Verilen görev 1:
Balat'taki kahvaltıyı anlatan metne göre aşağıdaki soruları yanıtla.
(a) Kahvaltı masası nereye bakıyor?
(b) Yumurta tokuşturmayı kim kazanıyor?
(c) Mekânın içinde, eski Roma surunun dibinde ne akıyor?
Verilen görev 2:
Kayıtlarda "this" dizesini içeren satırları say ve yalnızca sayıyı yaz; büyük-küçük harf ayrımı dikkate alınmalıdır.

Okuma parçası:
Balat'ta, Haliç'e bakan bir masada, güneş bütün şefkatiyle yaşamı ısıtırken, lezzetli böreklerin tadını çıkarıyoruz. Özenle seçilmiş kahvaltılıklar ve aynı özenle düzenlenmiş bir alanda şahane bir pazar keyfi. Güzel gecenin, güzel olacağı hissedilen gününe bundan daha güzel bir başlangıç olamazdı. İkinci çayımı alıyorum. En sevdiğim kadın kahvesinin keyfinde. Dün geceki masamız gözümüzün nuru. Az ötemizde ve aydınlık penceresinin önünde... Seviyoruz onu. Yumurta tokuşturmayı yine ben kazanıyorum. Ardımızdaki eski Roma surunun hemen dibinde, yani mekânın içinde, kadim bir su akıyor; yılların ötesinden bir kaynak suyu. Kıymetli! Beyaz örtülü, çiçeği eksik bırakılmamış masalar bir başkadır... Beynim kısa süreli bir zaman yolculuğuna çıkıp, bir an canlandırmasının içine yerleştiriyor bizi. Sonradan doldurulmuş yolu ve gezinti alanını sıfırlayıp, denizi bulunduğumuz masanın dibine taşıyor. Öyle kalmalıydı diyor iç sesim.

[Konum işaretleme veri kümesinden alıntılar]

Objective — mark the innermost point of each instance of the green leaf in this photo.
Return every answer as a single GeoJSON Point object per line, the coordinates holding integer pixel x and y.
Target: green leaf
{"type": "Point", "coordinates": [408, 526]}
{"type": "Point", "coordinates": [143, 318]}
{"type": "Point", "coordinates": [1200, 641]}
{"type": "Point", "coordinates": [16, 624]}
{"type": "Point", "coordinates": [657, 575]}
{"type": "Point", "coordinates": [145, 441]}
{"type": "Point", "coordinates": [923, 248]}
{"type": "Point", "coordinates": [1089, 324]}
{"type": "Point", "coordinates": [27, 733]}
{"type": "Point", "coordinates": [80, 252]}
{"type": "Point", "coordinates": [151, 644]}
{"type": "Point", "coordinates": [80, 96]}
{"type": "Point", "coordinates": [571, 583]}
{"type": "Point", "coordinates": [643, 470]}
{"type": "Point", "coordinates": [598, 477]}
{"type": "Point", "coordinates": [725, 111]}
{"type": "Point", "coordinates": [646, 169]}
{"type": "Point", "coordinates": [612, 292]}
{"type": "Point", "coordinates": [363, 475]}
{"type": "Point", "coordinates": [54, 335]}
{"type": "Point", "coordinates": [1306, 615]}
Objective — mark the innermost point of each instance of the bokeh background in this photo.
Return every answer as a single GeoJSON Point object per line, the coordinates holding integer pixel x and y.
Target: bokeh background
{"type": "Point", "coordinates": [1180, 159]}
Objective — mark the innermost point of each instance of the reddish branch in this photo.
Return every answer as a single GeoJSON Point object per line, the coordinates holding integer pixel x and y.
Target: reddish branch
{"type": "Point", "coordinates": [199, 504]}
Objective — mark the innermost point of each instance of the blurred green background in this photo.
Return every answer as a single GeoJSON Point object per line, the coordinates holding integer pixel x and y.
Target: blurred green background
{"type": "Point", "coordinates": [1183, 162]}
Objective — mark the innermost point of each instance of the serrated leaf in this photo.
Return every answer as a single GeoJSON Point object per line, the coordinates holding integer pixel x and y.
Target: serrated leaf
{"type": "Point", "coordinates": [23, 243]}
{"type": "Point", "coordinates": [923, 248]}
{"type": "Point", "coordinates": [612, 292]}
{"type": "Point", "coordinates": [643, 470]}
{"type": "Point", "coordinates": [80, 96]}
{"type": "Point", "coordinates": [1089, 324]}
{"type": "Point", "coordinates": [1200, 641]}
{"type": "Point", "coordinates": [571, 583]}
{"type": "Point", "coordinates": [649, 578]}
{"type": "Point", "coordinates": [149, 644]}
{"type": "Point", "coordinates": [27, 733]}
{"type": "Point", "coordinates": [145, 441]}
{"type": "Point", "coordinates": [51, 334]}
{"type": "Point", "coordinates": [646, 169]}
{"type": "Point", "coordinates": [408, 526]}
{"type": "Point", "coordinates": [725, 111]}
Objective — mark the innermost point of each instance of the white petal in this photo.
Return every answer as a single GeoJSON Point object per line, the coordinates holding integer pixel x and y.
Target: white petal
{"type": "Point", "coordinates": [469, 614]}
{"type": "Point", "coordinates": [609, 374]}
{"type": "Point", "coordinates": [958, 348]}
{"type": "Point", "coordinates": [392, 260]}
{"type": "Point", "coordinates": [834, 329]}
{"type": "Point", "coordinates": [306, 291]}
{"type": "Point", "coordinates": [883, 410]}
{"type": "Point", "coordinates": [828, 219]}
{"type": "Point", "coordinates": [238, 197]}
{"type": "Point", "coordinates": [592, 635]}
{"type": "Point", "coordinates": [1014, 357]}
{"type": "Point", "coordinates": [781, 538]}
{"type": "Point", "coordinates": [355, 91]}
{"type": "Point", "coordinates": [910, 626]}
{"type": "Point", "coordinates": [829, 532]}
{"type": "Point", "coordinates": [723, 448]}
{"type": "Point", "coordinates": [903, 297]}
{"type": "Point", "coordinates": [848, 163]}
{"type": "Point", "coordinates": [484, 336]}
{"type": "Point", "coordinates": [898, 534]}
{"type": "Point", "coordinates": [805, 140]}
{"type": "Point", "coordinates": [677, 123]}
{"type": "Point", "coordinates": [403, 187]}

Alıştırma sonucu 1:
(a) Haliç'e bakıyor.
(b) Anlatıcı yine kazanıyor.
(c) Kadim bir su, yani yılların ötesinden gelen bir kaynak suyu akıyor.

Alıştırma sonucu 2:
6